» **Exercise directions**
Each record, exactly as written, should be printed again.

[Referring expression data]
--*--

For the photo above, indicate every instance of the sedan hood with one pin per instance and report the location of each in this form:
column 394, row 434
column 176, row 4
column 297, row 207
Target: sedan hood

--*--

» **Result of the exercise**
For the photo above, indicate every instance of the sedan hood with one pin per instance and report the location of each in this form:
column 394, row 434
column 176, row 4
column 297, row 207
Target: sedan hood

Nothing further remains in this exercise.